## Work to do
Copy out, word for word, the text below about this Godot 4 scene's lighting setup and tree LOD.

This was made using Godot 4. Initially was using beta 7, but had to switch to beta 6 because the birds were not following the flight path properly on export.


I have a directional light (the sun) that's slightly lacking in blue color, and I also have ambient light in the world environment that's blueish. That's what makes the shadows look blue. This is kind of how it would look in real life with a clear sky like I have.

I also have SSAO with a big radius in the environment, this helps to add more detail to the rocks. I had SSIL enabled but it didn't make a big difference in the image, so I disabled it for performance reasons. There's also Glow, I'm using additive blend mode for it with intensity, strength and bloom increased from the default. Then there's Fog, I've set aerial perspective to 1 which makes the fog color come from the skybox. Sun scatter is set to 1 and sky affect is set to 0.

Finally I have ACES tonemap with default values, this helps to give more contrast to the whole image, making it less flat-looking.

Also I'm using the Procedural Sky for the skybox.


Yes I had to to some LOD for the trees because the game is GPU-bottlenecked. I'm not sure if Godot 4 has a built-in way to do LODs, but I did it manually. Once you get far enough away from a tree, it switches to a version which has less leaves. It also switches the material of the leaves, the high LOD version uses alpha scissoring, whereas the low LOD version uses alpha blending. This is because alpha scissoring essentially makes the leaves disappear at long distances.

It still takes a lot of GPU resources, the GPU time taken is about 8ms on my GTX 1050 which I think is still too high, but I didn't want to spend a bunch of time optimizing, especially with the limited jam time.


I mostly use Godot 3, but tried 4 for this jam because I thought it had a heightmap feature (that wasn't really the case other than the heightmap collider, but I was too lazy to switch back, since it already converted my project).

## Record extracts
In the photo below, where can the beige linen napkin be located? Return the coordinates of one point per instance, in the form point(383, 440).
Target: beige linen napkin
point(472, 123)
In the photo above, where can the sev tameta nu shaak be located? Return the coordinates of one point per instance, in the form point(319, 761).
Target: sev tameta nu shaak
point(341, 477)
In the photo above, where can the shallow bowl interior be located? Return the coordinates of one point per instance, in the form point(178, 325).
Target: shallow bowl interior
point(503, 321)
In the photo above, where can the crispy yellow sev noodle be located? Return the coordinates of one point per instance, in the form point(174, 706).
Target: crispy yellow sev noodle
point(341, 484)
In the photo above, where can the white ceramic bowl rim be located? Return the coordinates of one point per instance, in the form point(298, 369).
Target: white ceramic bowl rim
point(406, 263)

* * *

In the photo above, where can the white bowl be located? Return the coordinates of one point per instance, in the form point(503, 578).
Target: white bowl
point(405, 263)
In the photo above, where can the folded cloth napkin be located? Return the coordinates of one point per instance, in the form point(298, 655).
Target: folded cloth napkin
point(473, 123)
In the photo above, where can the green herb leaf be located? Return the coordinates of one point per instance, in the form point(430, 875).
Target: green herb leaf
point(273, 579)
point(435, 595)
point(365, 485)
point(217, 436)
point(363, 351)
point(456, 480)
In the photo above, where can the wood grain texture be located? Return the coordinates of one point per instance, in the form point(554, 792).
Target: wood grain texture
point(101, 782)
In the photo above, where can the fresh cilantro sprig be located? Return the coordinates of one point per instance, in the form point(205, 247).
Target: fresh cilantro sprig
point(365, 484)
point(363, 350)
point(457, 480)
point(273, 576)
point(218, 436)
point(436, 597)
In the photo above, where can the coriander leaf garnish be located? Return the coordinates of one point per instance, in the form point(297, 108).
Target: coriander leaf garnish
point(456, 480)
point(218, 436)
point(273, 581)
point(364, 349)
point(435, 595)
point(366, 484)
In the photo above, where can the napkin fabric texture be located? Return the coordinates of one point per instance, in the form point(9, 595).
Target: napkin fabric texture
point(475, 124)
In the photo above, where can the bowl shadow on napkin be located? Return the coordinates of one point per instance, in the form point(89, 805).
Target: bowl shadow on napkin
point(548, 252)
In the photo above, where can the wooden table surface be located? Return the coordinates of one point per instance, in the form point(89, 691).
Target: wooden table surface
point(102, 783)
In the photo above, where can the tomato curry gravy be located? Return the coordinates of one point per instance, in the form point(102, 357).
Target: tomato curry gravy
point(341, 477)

* * *

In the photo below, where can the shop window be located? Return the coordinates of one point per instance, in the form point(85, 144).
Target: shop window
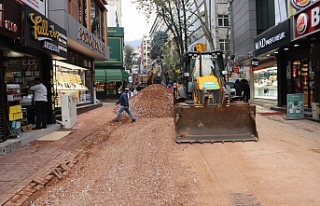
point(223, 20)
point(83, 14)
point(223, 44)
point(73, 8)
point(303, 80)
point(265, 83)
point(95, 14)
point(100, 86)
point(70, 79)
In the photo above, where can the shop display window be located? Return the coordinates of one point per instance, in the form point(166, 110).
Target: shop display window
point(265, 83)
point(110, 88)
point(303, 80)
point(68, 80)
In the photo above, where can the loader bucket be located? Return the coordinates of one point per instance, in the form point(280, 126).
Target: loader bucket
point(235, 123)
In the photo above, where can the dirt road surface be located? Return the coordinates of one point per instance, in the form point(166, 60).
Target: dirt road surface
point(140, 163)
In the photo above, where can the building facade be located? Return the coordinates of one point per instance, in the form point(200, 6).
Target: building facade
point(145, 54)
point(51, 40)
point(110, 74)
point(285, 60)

## Reply to the task
This was made using Godot 4. Initially was using beta 7, but had to switch to beta 6 because the birds were not following the flight path properly on export.


I have a directional light (the sun) that's slightly lacking in blue color, and I also have ambient light in the world environment that's blueish. That's what makes the shadows look blue. This is kind of how it would look in real life with a clear sky like I have.

I also have SSAO with a big radius in the environment, this helps to add more detail to the rocks. I had SSIL enabled but it didn't make a big difference in the image, so I disabled it for performance reasons. There's also Glow, I'm using additive blend mode for it with intensity, strength and bloom increased from the default. Then there's Fog, I've set aerial perspective to 1 which makes the fog color come from the skybox. Sun scatter is set to 1 and sky affect is set to 0.

Finally I have ACES tonemap with default values, this helps to give more contrast to the whole image, making it less flat-looking.

Also I'm using the Procedural Sky for the skybox.


Yes I had to to some LOD for the trees because the game is GPU-bottlenecked. I'm not sure if Godot 4 has a built-in way to do LODs, but I did it manually. Once you get far enough away from a tree, it switches to a version which has less leaves. It also switches the material of the leaves, the high LOD version uses alpha scissoring, whereas the low LOD version uses alpha blending. This is because alpha scissoring essentially makes the leaves disappear at long distances.

It still takes a lot of GPU resources, the GPU time taken is about 8ms on my GTX 1050 which I think is still too high, but I didn't want to spend a bunch of time optimizing, especially with the limited jam time.


I mostly use Godot 3, but tried 4 for this jam because I thought it had a heightmap feature (that wasn't really the case other than the heightmap collider, but I was too lazy to switch back, since it already converted my project).